Task
Identify the line in which "Thank you for the photo. Could you pin the cow for" appears, then reproduce that line and all remaining lines of the records word for word.

[Part of a data file]
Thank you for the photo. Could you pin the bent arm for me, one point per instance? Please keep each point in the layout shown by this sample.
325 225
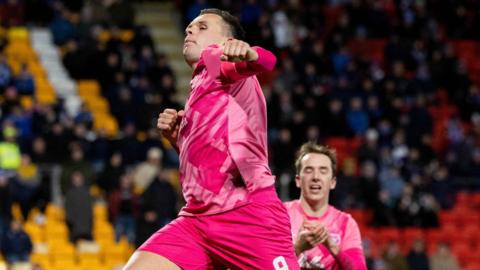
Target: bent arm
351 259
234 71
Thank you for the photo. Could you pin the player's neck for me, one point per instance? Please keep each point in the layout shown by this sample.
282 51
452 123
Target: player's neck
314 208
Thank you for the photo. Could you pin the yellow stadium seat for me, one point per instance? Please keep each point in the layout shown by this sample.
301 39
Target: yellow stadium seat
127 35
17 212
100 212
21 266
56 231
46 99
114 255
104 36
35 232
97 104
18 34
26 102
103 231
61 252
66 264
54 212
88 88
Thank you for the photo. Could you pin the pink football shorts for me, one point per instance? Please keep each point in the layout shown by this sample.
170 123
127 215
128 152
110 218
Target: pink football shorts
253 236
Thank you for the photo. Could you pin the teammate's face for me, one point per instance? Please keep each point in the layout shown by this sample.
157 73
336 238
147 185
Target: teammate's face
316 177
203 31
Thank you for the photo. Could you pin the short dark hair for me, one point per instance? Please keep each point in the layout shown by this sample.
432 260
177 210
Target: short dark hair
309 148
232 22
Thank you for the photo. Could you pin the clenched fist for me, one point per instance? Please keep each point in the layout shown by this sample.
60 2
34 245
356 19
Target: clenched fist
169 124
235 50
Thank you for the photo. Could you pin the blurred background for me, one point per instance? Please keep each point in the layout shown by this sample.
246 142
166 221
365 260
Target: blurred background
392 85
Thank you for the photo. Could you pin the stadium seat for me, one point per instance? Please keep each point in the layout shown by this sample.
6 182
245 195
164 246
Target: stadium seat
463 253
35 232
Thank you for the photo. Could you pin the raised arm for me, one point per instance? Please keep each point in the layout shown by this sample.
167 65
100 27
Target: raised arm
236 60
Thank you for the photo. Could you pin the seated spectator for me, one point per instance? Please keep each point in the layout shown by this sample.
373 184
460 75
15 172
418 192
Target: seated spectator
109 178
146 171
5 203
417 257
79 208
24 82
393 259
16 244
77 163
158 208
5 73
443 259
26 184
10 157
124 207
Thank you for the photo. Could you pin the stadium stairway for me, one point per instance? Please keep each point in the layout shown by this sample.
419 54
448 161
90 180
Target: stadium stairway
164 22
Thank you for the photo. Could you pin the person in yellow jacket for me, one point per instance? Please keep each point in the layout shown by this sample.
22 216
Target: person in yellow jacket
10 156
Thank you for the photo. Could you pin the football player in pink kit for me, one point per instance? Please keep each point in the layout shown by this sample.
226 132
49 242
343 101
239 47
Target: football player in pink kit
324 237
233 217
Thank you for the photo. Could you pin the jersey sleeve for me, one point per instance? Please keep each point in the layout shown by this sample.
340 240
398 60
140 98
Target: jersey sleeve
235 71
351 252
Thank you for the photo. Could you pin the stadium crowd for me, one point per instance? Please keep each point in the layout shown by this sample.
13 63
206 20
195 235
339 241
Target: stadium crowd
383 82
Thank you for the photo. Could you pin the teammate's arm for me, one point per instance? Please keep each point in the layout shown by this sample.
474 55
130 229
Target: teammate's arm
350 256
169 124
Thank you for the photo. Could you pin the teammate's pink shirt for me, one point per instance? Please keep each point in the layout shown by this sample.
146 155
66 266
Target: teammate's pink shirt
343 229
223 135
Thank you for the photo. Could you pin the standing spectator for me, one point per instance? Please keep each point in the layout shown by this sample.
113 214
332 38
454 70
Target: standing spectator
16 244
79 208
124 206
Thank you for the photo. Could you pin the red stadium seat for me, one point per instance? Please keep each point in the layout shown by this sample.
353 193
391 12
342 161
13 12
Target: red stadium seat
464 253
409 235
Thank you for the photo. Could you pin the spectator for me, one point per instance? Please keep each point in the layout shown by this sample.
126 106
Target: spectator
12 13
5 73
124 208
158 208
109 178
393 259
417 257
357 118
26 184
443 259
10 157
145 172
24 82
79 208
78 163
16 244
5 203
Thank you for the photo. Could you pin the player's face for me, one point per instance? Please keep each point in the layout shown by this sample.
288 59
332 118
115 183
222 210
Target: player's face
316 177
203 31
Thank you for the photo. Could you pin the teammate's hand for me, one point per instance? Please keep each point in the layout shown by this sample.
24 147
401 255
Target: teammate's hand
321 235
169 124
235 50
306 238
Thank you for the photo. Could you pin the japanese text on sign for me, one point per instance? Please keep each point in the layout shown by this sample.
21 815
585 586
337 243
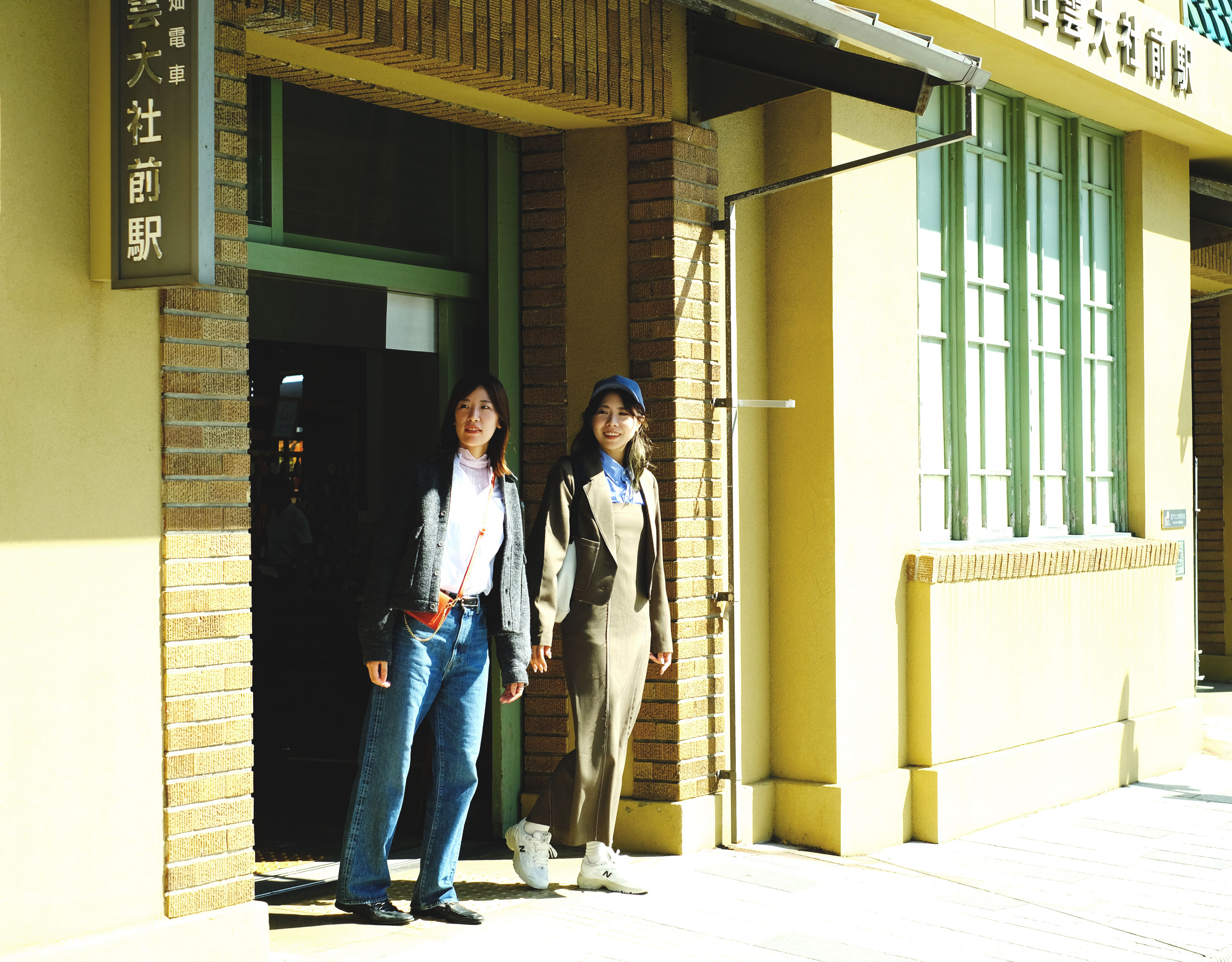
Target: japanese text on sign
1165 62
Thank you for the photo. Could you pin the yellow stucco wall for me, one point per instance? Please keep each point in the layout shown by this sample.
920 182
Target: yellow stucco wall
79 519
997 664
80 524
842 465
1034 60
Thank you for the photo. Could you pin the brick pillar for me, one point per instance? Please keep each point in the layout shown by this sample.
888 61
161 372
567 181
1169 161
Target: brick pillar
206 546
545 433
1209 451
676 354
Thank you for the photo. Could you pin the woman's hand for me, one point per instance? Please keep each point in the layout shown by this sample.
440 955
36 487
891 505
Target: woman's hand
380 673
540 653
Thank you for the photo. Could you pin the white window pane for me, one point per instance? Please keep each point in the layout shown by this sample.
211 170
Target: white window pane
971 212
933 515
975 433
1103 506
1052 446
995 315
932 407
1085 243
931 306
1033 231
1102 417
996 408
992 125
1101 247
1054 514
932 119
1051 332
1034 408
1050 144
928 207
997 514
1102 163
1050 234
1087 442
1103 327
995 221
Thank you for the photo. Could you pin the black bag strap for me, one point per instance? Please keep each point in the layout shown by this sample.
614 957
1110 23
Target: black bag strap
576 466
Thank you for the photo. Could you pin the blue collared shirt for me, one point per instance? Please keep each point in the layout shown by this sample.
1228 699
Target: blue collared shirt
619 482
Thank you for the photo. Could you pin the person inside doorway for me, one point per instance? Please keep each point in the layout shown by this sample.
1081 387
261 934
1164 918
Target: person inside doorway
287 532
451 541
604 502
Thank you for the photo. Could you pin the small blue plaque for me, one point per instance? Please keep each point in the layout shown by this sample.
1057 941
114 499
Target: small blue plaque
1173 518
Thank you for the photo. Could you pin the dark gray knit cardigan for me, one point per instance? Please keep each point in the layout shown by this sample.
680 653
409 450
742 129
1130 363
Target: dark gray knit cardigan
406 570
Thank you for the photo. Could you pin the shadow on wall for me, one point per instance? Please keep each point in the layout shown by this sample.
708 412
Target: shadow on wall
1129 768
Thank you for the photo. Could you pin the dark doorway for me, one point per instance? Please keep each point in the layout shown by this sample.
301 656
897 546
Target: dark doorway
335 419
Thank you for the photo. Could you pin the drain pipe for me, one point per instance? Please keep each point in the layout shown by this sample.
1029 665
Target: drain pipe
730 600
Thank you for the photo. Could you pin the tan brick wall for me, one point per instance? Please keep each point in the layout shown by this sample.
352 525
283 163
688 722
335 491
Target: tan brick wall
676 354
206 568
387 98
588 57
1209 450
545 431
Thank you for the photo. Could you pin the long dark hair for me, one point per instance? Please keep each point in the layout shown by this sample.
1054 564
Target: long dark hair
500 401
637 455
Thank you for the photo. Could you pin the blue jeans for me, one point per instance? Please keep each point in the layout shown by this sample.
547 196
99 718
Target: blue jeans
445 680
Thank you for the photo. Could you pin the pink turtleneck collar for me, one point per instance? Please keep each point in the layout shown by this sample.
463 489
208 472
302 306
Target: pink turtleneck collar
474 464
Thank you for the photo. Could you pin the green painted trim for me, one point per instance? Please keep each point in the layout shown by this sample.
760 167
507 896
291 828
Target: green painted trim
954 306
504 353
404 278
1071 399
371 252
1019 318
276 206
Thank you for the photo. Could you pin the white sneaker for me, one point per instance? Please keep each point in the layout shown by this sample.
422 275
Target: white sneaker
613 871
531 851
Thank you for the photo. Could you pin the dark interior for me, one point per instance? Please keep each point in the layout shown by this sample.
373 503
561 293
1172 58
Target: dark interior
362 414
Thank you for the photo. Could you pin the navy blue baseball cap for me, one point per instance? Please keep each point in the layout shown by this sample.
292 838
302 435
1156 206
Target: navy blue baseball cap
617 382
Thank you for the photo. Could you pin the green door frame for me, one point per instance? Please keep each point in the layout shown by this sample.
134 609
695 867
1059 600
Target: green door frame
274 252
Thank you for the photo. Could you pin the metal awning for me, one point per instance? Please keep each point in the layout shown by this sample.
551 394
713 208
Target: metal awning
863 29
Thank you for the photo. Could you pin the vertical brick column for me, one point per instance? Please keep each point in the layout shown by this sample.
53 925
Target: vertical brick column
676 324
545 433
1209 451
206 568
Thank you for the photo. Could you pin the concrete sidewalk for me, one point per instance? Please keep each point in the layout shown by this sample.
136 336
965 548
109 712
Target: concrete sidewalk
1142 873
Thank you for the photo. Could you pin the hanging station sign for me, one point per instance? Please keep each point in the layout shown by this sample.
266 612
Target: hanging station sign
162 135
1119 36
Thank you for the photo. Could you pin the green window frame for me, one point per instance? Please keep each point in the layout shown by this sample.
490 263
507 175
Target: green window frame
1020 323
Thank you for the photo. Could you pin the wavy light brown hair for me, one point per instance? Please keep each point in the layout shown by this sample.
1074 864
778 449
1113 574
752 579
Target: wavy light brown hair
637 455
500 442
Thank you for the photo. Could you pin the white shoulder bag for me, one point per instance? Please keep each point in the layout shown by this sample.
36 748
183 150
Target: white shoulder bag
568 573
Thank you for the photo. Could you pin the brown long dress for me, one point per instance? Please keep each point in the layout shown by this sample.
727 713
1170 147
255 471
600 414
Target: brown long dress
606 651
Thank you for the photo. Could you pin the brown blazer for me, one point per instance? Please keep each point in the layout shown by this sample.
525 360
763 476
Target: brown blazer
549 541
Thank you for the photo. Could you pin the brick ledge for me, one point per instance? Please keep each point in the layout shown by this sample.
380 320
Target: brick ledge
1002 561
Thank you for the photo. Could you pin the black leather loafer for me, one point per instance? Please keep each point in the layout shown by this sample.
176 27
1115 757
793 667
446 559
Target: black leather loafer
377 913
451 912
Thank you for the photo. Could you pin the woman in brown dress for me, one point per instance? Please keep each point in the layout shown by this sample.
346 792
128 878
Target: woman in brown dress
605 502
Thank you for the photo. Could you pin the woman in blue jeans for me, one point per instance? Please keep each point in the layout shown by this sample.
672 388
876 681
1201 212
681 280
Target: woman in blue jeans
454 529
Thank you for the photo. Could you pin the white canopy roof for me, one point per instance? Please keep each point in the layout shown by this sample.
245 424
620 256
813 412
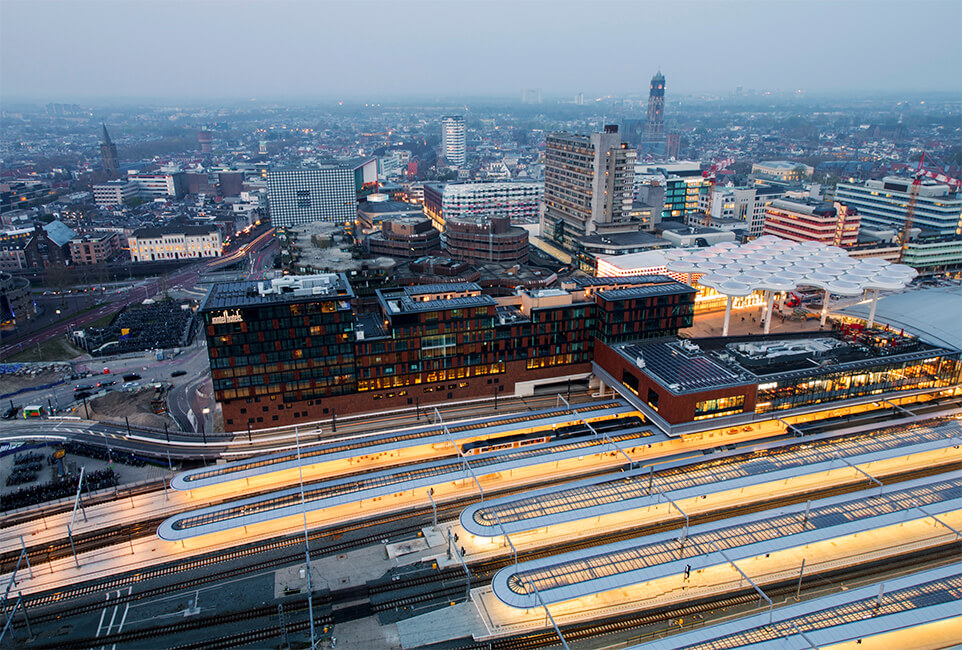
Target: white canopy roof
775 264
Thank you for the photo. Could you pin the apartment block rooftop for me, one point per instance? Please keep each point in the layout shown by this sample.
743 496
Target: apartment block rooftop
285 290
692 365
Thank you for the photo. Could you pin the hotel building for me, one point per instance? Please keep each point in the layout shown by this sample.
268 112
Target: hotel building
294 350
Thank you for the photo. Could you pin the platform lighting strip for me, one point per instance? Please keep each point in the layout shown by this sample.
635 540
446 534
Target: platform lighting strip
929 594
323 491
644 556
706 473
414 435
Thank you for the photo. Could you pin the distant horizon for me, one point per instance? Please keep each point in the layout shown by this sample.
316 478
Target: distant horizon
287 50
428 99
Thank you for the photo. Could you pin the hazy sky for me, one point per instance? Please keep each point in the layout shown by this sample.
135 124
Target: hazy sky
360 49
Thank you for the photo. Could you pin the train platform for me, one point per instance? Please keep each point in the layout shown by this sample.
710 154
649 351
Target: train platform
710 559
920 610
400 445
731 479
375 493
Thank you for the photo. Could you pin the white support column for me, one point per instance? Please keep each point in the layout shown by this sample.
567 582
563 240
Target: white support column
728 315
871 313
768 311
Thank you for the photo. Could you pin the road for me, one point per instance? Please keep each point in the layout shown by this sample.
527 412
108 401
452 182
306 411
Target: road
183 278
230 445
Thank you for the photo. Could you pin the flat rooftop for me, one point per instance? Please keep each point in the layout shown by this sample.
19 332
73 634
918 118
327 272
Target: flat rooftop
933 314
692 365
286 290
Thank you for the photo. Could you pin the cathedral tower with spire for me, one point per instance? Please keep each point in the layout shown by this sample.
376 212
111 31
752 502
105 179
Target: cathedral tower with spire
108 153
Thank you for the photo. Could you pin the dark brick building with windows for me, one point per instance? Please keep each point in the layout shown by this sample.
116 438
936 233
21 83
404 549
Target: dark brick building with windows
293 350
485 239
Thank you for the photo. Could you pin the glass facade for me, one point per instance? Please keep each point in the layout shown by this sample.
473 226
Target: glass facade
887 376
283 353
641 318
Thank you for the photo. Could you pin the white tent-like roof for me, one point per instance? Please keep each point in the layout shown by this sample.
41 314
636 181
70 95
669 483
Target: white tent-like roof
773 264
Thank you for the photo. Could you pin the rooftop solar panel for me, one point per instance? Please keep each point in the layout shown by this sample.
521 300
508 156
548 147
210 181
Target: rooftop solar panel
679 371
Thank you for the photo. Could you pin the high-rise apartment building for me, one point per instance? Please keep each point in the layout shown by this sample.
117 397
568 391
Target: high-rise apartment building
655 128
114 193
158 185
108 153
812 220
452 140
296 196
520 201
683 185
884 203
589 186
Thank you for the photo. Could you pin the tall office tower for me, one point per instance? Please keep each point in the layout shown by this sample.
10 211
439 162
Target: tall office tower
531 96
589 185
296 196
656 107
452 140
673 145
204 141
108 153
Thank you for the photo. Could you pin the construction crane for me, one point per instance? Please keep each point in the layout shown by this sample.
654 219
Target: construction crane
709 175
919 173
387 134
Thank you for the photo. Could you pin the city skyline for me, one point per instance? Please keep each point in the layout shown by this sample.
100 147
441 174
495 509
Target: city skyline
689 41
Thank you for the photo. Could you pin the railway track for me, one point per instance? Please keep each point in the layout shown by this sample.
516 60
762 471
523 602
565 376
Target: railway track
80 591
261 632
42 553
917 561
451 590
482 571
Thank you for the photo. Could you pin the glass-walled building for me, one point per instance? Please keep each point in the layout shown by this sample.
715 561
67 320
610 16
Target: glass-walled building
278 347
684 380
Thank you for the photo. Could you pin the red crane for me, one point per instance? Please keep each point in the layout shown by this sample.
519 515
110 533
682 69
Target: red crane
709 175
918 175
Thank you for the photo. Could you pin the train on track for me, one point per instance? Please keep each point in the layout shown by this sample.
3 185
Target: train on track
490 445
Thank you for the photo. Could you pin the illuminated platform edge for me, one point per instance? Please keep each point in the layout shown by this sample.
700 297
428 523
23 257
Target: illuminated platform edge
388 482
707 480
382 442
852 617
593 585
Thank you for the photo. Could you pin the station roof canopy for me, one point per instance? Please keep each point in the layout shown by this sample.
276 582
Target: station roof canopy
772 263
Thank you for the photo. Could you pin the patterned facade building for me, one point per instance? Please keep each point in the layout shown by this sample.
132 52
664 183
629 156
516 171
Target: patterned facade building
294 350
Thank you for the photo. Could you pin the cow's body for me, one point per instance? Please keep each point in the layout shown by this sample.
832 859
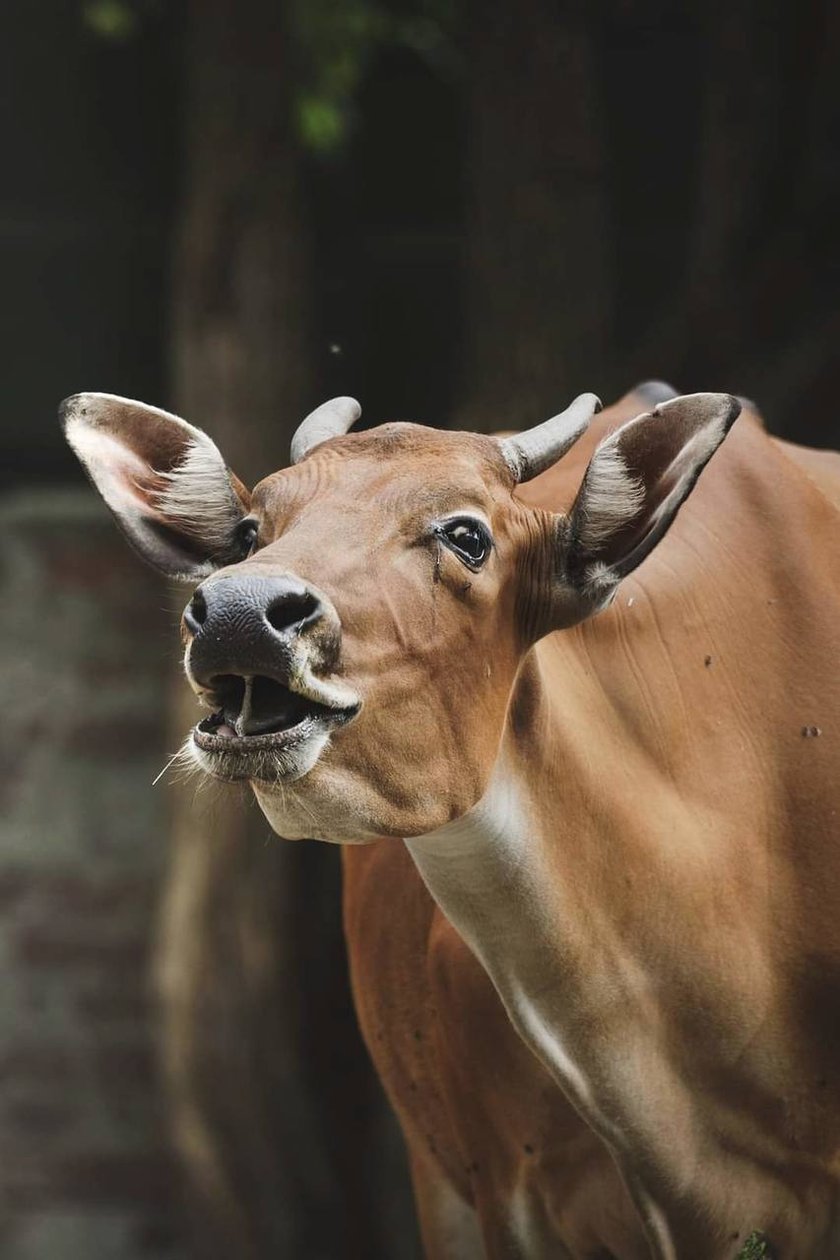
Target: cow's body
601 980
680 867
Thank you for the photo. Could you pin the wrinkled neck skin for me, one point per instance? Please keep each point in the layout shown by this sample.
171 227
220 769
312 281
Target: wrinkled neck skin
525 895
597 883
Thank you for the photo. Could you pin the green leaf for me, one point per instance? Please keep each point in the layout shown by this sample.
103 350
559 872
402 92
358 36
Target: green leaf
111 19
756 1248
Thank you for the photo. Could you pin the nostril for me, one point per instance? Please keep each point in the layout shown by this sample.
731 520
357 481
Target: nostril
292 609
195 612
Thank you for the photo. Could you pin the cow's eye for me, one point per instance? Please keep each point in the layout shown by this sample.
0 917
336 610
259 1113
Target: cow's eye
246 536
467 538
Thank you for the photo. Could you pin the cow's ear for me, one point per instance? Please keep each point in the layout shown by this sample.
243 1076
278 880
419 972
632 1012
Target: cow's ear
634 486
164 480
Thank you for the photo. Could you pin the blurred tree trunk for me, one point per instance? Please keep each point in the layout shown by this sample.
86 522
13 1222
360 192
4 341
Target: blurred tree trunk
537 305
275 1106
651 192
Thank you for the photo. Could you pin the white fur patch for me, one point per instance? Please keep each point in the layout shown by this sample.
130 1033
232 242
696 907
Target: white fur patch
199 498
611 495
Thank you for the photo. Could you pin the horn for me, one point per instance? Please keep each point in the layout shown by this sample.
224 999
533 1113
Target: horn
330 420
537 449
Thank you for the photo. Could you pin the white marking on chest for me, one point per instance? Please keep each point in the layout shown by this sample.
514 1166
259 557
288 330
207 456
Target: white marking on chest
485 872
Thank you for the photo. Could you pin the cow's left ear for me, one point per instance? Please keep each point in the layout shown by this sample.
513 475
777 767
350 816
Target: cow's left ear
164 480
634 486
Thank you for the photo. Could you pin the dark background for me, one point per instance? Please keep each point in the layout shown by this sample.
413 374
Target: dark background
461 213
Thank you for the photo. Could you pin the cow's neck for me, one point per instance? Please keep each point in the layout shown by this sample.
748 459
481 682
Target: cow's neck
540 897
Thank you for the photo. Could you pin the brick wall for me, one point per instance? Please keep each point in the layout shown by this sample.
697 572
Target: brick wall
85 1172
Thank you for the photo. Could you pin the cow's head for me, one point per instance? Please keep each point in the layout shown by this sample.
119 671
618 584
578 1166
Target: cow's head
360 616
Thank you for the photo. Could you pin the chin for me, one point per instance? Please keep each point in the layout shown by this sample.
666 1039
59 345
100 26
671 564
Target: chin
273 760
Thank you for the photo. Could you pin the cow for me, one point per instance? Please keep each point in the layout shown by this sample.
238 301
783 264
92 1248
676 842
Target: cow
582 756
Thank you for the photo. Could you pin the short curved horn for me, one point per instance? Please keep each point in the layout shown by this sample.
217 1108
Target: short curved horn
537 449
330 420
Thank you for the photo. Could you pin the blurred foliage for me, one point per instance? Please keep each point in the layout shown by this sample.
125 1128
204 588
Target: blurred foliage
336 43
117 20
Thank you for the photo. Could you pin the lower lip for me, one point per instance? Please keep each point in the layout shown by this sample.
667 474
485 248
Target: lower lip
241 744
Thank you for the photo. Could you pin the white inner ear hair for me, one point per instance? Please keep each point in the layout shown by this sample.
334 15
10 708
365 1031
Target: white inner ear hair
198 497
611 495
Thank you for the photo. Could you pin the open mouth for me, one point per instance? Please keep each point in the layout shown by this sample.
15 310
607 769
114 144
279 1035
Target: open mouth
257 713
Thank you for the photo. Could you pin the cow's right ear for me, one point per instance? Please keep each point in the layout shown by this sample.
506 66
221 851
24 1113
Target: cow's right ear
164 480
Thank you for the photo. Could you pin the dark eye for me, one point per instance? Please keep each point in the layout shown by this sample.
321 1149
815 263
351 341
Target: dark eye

Solution to this task
Thank you for the photo. Could you pin the cow for me, one point per instance? Please keep each point in the layout shown by this sample.
238 301
783 264
92 1248
676 842
Target: cow
582 756
Thank you for the photo. Could you pin the short curved horn for me, one point per instance? Please keep each point in the layout shown by this sample.
217 1108
Target: short curved horn
537 449
330 420
Thank you for the photo. Could you pin the blurred foliage for me, one point per instance? Please keep each point in the layout shown by this sample.
125 1128
204 588
Target: blurred foliage
336 43
117 20
Thank you for the photo. Could you pin the lower lip for me, one point per instance? Please keep each point in the layout shown by this sample.
667 474
485 248
Target: lower lip
241 744
Thank you for the photo. Could you pin the white inner ear hair for me, one point per instance? Please keep each point in the layout shown by this sample.
334 15
10 708
365 1031
Target: white inner ear hair
198 497
611 495
Thank you for the photo. Could you pin the open mouth for me, one point per instance? Please keep each point in the layout shown by this sample.
15 310
607 769
114 144
279 1035
Target: open mouth
257 713
Thank you for the photo. Could you pin the cow's right ear for me, one point per instance? Please keep each point in the layout shown by this sample.
506 66
221 851
24 1113
Target: cow's right ear
164 480
Thank you for the photo. Could you pin the dark eye for me, one point per instance? Please keep each point in the layout shown by this sample.
321 1149
815 263
351 341
Target: dark eye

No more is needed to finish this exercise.